_TASK DETAILS_
Exact copy, no pictures: reproduce every record below as it stands.

============

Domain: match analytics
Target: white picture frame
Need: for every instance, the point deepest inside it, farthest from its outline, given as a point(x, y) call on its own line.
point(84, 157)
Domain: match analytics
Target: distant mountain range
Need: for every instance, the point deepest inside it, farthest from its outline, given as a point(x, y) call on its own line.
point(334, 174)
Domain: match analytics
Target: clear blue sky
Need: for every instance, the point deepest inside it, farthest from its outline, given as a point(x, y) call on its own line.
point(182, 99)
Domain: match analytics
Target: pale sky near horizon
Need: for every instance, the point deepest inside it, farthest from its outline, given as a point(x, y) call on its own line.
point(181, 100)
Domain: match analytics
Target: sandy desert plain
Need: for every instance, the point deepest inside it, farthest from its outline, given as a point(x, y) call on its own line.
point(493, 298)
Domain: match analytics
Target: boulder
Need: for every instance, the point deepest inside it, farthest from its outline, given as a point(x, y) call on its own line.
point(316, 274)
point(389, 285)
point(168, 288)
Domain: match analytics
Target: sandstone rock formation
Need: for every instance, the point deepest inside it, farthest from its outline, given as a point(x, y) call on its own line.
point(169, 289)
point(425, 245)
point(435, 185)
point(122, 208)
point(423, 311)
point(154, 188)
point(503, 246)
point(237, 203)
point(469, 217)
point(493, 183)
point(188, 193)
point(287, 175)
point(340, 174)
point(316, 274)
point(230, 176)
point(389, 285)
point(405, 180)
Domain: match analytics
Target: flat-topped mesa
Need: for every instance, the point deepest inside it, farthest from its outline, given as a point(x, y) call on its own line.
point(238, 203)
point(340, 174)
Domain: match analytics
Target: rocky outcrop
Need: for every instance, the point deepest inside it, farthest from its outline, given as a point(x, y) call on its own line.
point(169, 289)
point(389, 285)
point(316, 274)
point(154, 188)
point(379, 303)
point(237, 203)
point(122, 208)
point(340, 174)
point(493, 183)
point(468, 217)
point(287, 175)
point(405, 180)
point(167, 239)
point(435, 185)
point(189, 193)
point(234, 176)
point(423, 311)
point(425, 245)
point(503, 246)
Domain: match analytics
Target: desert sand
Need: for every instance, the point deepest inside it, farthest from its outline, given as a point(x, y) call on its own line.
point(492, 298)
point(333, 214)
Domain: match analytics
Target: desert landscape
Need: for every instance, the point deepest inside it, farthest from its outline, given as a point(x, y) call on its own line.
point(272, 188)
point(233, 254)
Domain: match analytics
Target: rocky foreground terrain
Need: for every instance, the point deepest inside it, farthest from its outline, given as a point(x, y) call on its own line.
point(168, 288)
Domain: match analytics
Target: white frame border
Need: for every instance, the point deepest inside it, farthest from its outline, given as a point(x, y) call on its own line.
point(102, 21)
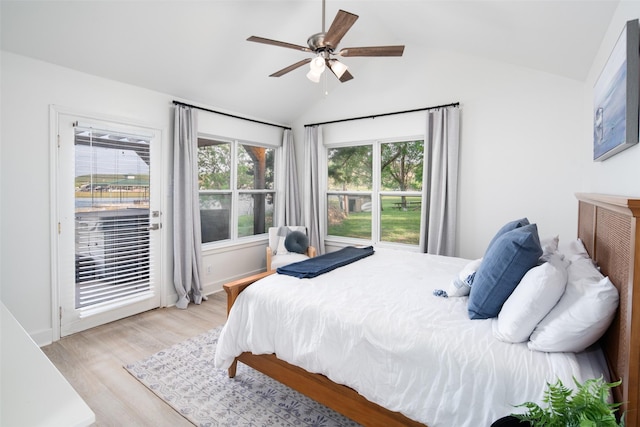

============

_REPLY TO THE TASK_
Domain: match analytics
Target: white picture frame
Need: for every instance, the point deepest inside it, farthest from its outline, given as a point(x, y) call on its own line.
point(84, 157)
Domain: match analytics
Target: distant mountain range
Need: for every instance, the point deepest inside it, farthest from its outline, given as a point(x, y) call on its own line.
point(334, 174)
Domain: match analytics
Target: clear blue sky
Need: for every instance, the point deepest inside it, farthest from its outline, given as a point(x, y) call on its own line.
point(182, 99)
Domain: match analytics
Target: pale sky near horizon
Need: for every instance, the point deepest inside it, farthest from its outline, given as a point(x, y) call on its own line.
point(181, 100)
Domain: match analytics
Target: sandy desert plain
Need: for every instance, the point deepest inside it, farthest from its outline, given as a point(x, y) call on its own line.
point(493, 298)
Domain: match analytics
Target: boulder
Need: for every instance, the point deepest inside it, farthest from its outline, given as a point(x, y) call on its own line.
point(316, 274)
point(389, 285)
point(168, 288)
Domain: match analytics
Target: sandstone rock formation
Need: for every instance, the point deepest inside it, farthest from its outline, given as a point(x, y) call on its own line.
point(169, 289)
point(425, 245)
point(435, 185)
point(122, 208)
point(423, 311)
point(154, 188)
point(503, 246)
point(237, 203)
point(469, 217)
point(493, 183)
point(188, 193)
point(287, 175)
point(340, 174)
point(316, 274)
point(230, 176)
point(389, 285)
point(405, 180)
Domain: match analytics
Target: flat-topped mesa
Need: for every instance, the point deepest inside it, farthest from its outline, given as a point(x, y) call on its own line.
point(238, 203)
point(340, 174)
Domain: match analytics
Target: rocky outcrop
Need: for every instance, the point deepest inside it, farthest from its outline, given as a point(x, y) call on its own line.
point(169, 289)
point(389, 285)
point(316, 274)
point(154, 188)
point(379, 303)
point(237, 203)
point(122, 208)
point(340, 174)
point(493, 183)
point(468, 217)
point(287, 175)
point(405, 180)
point(167, 239)
point(435, 185)
point(189, 193)
point(234, 176)
point(423, 311)
point(425, 245)
point(503, 246)
Domain: match analytics
Target: desert sand
Need: for every instance, the point deepest inside it, farthest from its outline, given as a point(x, y) call on its own line.
point(492, 298)
point(333, 214)
Domain: match analytics
Target: desert landscape
Need: for every instance, the point deepest inside it, farthest from its outline, given as a point(x, y) call on its own line.
point(272, 188)
point(233, 254)
Domain: match analytics
Target: rocky foreground terrain
Need: for every instance, the point deepest inside it, farthest from its outline, given as a point(x, y) call on its own line.
point(168, 288)
Domain: match analytics
Target: white frame border
Need: for every instance, the point deepest inside it, farthest from its outline, given as a point(x, y) call on its own line.
point(102, 21)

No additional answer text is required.